## WHAT IS NEEDED
Repeat the data below word for word, line by line, leaving out any pictures.

## Recorded data

:::::

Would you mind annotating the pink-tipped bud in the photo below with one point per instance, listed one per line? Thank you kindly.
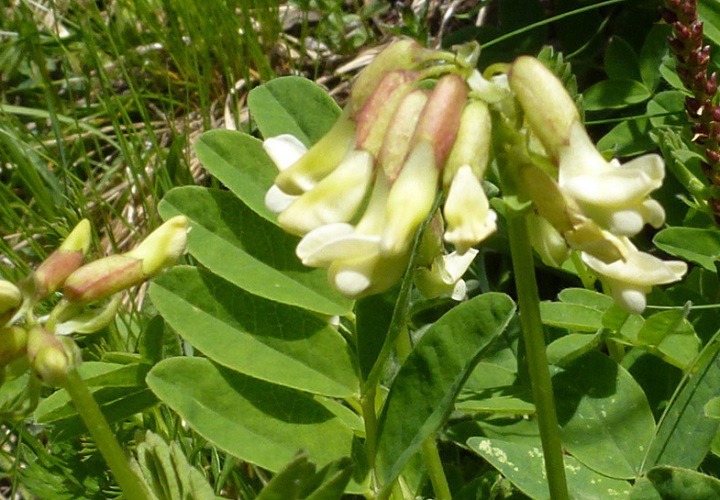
(48, 357)
(13, 344)
(396, 143)
(54, 270)
(104, 277)
(549, 109)
(401, 54)
(472, 144)
(374, 117)
(10, 300)
(440, 119)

:::::

## OUTPUT
Would you mind annotating the pink-tipped bud in the photo below with one point per instance, listed one per line? Thank you kindly.
(48, 357)
(13, 344)
(396, 143)
(54, 270)
(104, 277)
(549, 109)
(401, 54)
(472, 144)
(374, 117)
(10, 300)
(440, 119)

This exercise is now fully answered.